▶ _INSTRUCTION_
Rewrite the listing from the line containing "Please mark the region of every instance of the handbag" through the end, inclusive, substituting "nonzero winding rule" for "even-odd rule" and changing nothing else.

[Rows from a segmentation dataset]
----

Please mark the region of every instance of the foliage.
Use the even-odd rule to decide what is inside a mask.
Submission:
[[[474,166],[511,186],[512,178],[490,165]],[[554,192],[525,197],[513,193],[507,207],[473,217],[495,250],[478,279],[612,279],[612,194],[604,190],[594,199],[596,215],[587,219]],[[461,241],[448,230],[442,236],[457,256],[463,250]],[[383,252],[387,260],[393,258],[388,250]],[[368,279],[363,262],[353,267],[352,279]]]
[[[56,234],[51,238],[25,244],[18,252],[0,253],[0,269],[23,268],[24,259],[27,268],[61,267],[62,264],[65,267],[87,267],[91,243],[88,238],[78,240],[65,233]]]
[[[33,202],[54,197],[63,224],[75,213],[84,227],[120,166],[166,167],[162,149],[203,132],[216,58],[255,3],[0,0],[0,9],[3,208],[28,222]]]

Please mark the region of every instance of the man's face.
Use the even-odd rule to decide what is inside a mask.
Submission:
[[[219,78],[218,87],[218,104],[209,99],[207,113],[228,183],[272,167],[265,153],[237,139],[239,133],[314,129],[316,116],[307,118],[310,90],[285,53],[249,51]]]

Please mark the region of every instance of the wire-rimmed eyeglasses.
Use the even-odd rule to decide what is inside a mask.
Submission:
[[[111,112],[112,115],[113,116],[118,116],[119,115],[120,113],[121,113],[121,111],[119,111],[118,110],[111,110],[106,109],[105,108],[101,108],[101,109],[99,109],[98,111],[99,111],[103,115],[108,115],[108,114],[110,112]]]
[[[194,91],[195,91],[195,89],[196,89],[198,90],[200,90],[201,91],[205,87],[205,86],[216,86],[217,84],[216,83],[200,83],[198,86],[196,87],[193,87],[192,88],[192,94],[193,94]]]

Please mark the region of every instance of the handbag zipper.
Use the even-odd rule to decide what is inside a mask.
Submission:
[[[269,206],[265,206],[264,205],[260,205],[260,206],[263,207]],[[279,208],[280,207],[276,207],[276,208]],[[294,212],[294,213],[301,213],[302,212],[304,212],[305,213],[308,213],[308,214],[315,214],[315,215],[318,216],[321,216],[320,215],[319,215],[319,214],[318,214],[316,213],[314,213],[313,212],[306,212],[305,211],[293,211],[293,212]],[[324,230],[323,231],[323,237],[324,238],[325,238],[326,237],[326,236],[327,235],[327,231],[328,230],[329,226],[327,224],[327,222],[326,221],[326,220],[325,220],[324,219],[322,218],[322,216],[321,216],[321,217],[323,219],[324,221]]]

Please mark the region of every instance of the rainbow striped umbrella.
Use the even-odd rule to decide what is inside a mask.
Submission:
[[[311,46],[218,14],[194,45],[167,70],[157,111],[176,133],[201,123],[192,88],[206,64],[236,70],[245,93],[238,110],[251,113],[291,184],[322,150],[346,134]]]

----

▶ _ANSWER_
Please mark the region of every instance of the handbag zipper.
Use the nonzero winding rule to decide what is inside a mask.
Submission:
[[[269,206],[265,206],[264,205],[260,205],[260,206],[263,207]],[[279,208],[280,207],[276,207],[276,208]],[[294,212],[294,213],[301,213],[302,212],[304,212],[305,213],[308,213],[308,214],[315,214],[315,215],[318,216],[321,216],[320,215],[319,215],[319,214],[318,214],[316,213],[314,213],[313,212],[306,212],[305,211],[293,211],[293,212]],[[324,230],[323,231],[323,237],[324,238],[325,238],[326,237],[326,236],[327,235],[327,231],[328,230],[329,226],[327,224],[327,222],[326,221],[326,220],[325,220],[324,219],[322,218],[322,216],[321,216],[321,217],[323,219],[324,221]]]

Please mark the region of every instance of the rainbow striped umbrella.
Use the nonzero winding rule to decide what is inside a mask.
Submission:
[[[311,46],[218,14],[194,45],[167,70],[157,111],[176,133],[201,123],[192,88],[206,64],[236,70],[245,93],[238,110],[251,113],[291,184],[322,150],[346,134]]]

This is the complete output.